WORK TO BE COMPLETED ▸ Can you give these rows again, changing each "Trace the outline" to "Draw the outline" and keeping everything else the same?

THE INPUT ▸
•••

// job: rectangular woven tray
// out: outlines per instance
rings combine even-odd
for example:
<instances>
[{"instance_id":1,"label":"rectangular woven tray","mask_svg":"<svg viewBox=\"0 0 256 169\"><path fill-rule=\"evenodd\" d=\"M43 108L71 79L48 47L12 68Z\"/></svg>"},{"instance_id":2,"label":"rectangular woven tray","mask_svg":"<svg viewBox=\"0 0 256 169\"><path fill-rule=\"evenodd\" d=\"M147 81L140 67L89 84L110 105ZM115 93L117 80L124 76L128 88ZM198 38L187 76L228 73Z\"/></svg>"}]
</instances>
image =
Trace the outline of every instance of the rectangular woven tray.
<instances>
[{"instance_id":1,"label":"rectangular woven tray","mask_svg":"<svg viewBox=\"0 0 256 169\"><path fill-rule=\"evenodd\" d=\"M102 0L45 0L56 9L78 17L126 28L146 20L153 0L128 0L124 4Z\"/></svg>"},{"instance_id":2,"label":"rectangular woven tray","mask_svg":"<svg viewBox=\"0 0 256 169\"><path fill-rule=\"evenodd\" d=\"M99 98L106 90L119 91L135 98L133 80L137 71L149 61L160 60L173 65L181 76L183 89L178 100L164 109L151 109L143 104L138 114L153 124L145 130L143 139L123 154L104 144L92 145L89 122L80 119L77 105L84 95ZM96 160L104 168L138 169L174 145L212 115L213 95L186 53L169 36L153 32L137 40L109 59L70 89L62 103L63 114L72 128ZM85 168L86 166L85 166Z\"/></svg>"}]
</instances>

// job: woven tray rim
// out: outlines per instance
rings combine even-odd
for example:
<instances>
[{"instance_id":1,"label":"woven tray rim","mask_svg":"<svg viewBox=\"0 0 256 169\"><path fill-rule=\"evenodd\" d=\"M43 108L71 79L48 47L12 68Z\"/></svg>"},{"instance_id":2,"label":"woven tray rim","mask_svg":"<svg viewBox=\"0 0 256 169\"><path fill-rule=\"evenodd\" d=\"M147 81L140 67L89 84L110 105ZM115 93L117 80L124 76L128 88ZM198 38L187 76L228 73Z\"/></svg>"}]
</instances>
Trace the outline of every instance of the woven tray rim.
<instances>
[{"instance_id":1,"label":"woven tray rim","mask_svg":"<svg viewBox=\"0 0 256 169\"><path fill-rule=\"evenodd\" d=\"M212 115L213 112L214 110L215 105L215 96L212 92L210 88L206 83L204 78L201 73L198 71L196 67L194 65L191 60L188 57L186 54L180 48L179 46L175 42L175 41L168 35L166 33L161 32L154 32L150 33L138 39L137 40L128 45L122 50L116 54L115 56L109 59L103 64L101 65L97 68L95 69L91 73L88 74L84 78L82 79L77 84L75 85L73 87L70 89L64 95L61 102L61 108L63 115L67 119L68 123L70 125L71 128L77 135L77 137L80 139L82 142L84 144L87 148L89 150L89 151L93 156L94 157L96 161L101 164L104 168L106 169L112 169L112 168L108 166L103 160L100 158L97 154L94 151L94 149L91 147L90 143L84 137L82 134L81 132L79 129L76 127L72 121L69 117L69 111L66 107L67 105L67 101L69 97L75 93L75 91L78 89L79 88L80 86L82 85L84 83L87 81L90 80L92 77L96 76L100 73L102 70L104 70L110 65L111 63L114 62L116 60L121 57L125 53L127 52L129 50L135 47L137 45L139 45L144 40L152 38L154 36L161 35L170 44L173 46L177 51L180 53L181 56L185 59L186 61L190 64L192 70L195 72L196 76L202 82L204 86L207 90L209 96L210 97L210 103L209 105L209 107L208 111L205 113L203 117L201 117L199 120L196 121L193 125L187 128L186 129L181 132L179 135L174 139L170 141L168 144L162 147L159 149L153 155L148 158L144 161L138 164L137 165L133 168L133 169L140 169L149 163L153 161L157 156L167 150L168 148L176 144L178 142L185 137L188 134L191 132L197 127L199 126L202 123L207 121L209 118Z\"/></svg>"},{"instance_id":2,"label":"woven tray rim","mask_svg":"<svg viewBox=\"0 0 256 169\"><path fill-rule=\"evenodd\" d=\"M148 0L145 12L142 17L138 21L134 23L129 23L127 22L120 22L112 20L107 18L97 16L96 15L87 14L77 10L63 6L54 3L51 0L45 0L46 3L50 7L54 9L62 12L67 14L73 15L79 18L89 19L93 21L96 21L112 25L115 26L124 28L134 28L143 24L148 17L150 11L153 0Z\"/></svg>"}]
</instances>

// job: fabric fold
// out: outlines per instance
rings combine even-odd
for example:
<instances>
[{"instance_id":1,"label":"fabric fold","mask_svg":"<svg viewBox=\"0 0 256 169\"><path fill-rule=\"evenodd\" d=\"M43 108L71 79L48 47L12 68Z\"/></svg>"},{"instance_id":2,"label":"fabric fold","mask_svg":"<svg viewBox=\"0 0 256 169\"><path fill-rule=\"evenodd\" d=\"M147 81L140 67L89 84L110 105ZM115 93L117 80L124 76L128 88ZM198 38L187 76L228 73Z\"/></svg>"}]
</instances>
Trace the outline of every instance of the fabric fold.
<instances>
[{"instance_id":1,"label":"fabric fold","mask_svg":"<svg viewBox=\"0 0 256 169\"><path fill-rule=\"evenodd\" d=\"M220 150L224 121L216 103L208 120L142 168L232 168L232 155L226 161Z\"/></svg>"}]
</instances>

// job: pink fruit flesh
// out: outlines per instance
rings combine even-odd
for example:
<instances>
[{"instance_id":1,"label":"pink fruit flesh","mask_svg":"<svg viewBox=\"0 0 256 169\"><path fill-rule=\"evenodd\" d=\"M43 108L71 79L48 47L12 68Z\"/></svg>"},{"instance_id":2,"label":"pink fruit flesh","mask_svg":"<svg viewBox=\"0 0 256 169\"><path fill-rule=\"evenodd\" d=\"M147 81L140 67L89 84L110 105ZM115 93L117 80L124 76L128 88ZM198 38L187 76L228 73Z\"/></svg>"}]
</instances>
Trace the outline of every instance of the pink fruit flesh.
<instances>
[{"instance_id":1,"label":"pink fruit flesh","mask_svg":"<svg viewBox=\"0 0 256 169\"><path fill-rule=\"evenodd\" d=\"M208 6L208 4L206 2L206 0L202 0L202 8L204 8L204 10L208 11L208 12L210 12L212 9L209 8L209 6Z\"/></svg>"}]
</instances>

•••

ANSWER TO THE EXERCISE ▸
// job: rectangular woven tray
// out: outlines per instance
rings combine even-odd
for example:
<instances>
[{"instance_id":1,"label":"rectangular woven tray","mask_svg":"<svg viewBox=\"0 0 256 169\"><path fill-rule=\"evenodd\" d=\"M43 108L71 79L48 47L12 68Z\"/></svg>"},{"instance_id":2,"label":"rectangular woven tray","mask_svg":"<svg viewBox=\"0 0 256 169\"><path fill-rule=\"evenodd\" d=\"M147 81L140 67L89 84L110 105ZM115 93L117 80L124 76L128 88ZM198 38L187 76L228 73Z\"/></svg>"}]
</instances>
image =
Draw the outline of every instance of the rectangular woven tray.
<instances>
[{"instance_id":1,"label":"rectangular woven tray","mask_svg":"<svg viewBox=\"0 0 256 169\"><path fill-rule=\"evenodd\" d=\"M102 0L45 0L56 9L78 17L126 28L146 20L153 0L128 0L124 4Z\"/></svg>"},{"instance_id":2,"label":"rectangular woven tray","mask_svg":"<svg viewBox=\"0 0 256 169\"><path fill-rule=\"evenodd\" d=\"M99 98L106 90L119 91L135 98L133 80L137 71L149 61L160 60L173 65L181 76L183 89L178 100L164 109L151 109L143 104L138 114L153 124L145 130L143 139L123 154L104 144L92 145L89 122L80 119L77 105L84 95ZM96 160L104 168L138 169L174 145L212 115L213 95L186 53L169 36L153 32L137 40L109 59L70 89L62 103L63 114L72 128ZM85 168L86 166L85 166Z\"/></svg>"}]
</instances>

// job: woven tray rim
// out: outlines per instance
rings combine even-odd
for example:
<instances>
[{"instance_id":1,"label":"woven tray rim","mask_svg":"<svg viewBox=\"0 0 256 169\"><path fill-rule=\"evenodd\" d=\"M43 108L71 79L48 47L12 68Z\"/></svg>"},{"instance_id":2,"label":"woven tray rim","mask_svg":"<svg viewBox=\"0 0 256 169\"><path fill-rule=\"evenodd\" d=\"M147 81L140 67L89 84L110 105ZM115 93L117 80L124 76L128 88ZM198 38L187 76L228 73Z\"/></svg>"}]
</instances>
Draw the outline of every instance of the woven tray rim.
<instances>
[{"instance_id":1,"label":"woven tray rim","mask_svg":"<svg viewBox=\"0 0 256 169\"><path fill-rule=\"evenodd\" d=\"M212 115L213 112L214 110L215 105L215 96L212 92L210 88L206 83L204 78L201 73L198 71L196 67L194 65L191 60L188 57L186 54L180 48L179 46L175 42L175 41L168 35L166 33L161 32L154 32L150 33L138 39L137 40L128 45L122 50L116 54L115 56L109 59L103 64L101 65L97 68L95 69L91 73L88 74L84 78L82 79L77 84L75 85L73 87L70 89L64 95L61 102L61 108L63 115L67 119L68 123L70 125L71 128L77 135L77 137L80 139L82 142L84 144L87 148L89 150L89 151L93 156L94 157L96 161L101 164L104 168L106 169L112 169L112 168L108 166L103 160L100 158L97 154L94 151L94 149L91 147L90 143L84 137L82 134L81 132L79 129L76 127L72 121L69 117L69 111L66 107L67 105L67 101L69 97L75 93L75 91L78 89L79 88L80 86L82 85L84 83L87 81L90 80L92 77L96 76L100 73L102 70L104 70L110 65L111 63L114 62L116 60L121 57L125 53L127 52L129 50L135 47L137 45L139 45L144 40L152 38L154 36L161 35L170 44L173 46L177 51L180 53L181 56L185 59L186 61L190 64L192 70L195 72L196 76L202 82L204 86L207 90L209 96L210 97L210 103L209 105L209 107L208 111L205 113L203 117L201 117L199 120L196 121L193 125L187 128L186 129L181 132L179 135L174 139L170 141L168 144L162 147L159 149L153 155L148 158L144 161L138 164L137 165L133 168L133 169L140 169L149 163L153 161L157 156L167 150L168 148L176 144L178 142L185 137L188 134L191 132L197 127L199 126L202 123L207 121L209 118Z\"/></svg>"},{"instance_id":2,"label":"woven tray rim","mask_svg":"<svg viewBox=\"0 0 256 169\"><path fill-rule=\"evenodd\" d=\"M148 0L145 12L142 17L138 21L134 23L129 23L127 22L120 22L112 20L107 18L97 16L96 15L87 14L77 10L63 6L54 3L51 0L45 0L46 3L50 7L54 9L62 12L67 14L73 15L79 18L89 19L93 21L96 21L112 25L115 26L124 28L134 28L143 24L148 17L150 11L153 0Z\"/></svg>"}]
</instances>

// job: fabric fold
// out: outlines per instance
rings combine even-odd
for example:
<instances>
[{"instance_id":1,"label":"fabric fold","mask_svg":"<svg viewBox=\"0 0 256 169\"><path fill-rule=\"evenodd\" d=\"M43 108L71 79L48 47L12 68Z\"/></svg>"},{"instance_id":2,"label":"fabric fold","mask_svg":"<svg viewBox=\"0 0 256 169\"><path fill-rule=\"evenodd\" d=\"M147 81L140 67L89 84L110 105ZM115 93L117 80L124 76L128 88ZM198 38L187 76L228 73Z\"/></svg>"}]
</instances>
Draw the outline of every instance of the fabric fold.
<instances>
[{"instance_id":1,"label":"fabric fold","mask_svg":"<svg viewBox=\"0 0 256 169\"><path fill-rule=\"evenodd\" d=\"M220 150L224 121L216 103L208 120L142 168L232 168L232 155L226 161Z\"/></svg>"}]
</instances>

// job: pink fruit flesh
// out: outlines per instance
rings combine even-odd
for example:
<instances>
[{"instance_id":1,"label":"pink fruit flesh","mask_svg":"<svg viewBox=\"0 0 256 169\"><path fill-rule=\"evenodd\" d=\"M43 108L71 79L48 47L12 68Z\"/></svg>"},{"instance_id":2,"label":"pink fruit flesh","mask_svg":"<svg viewBox=\"0 0 256 169\"><path fill-rule=\"evenodd\" d=\"M147 81L140 67L89 84L110 105ZM115 93L117 80L124 76L128 88ZM198 38L187 76L228 73Z\"/></svg>"}]
</instances>
Draw the outline of every instance of the pink fruit flesh.
<instances>
[{"instance_id":1,"label":"pink fruit flesh","mask_svg":"<svg viewBox=\"0 0 256 169\"><path fill-rule=\"evenodd\" d=\"M208 6L208 4L206 2L206 0L202 0L202 8L204 8L204 10L208 11L208 12L210 12L212 9L209 8L209 6Z\"/></svg>"}]
</instances>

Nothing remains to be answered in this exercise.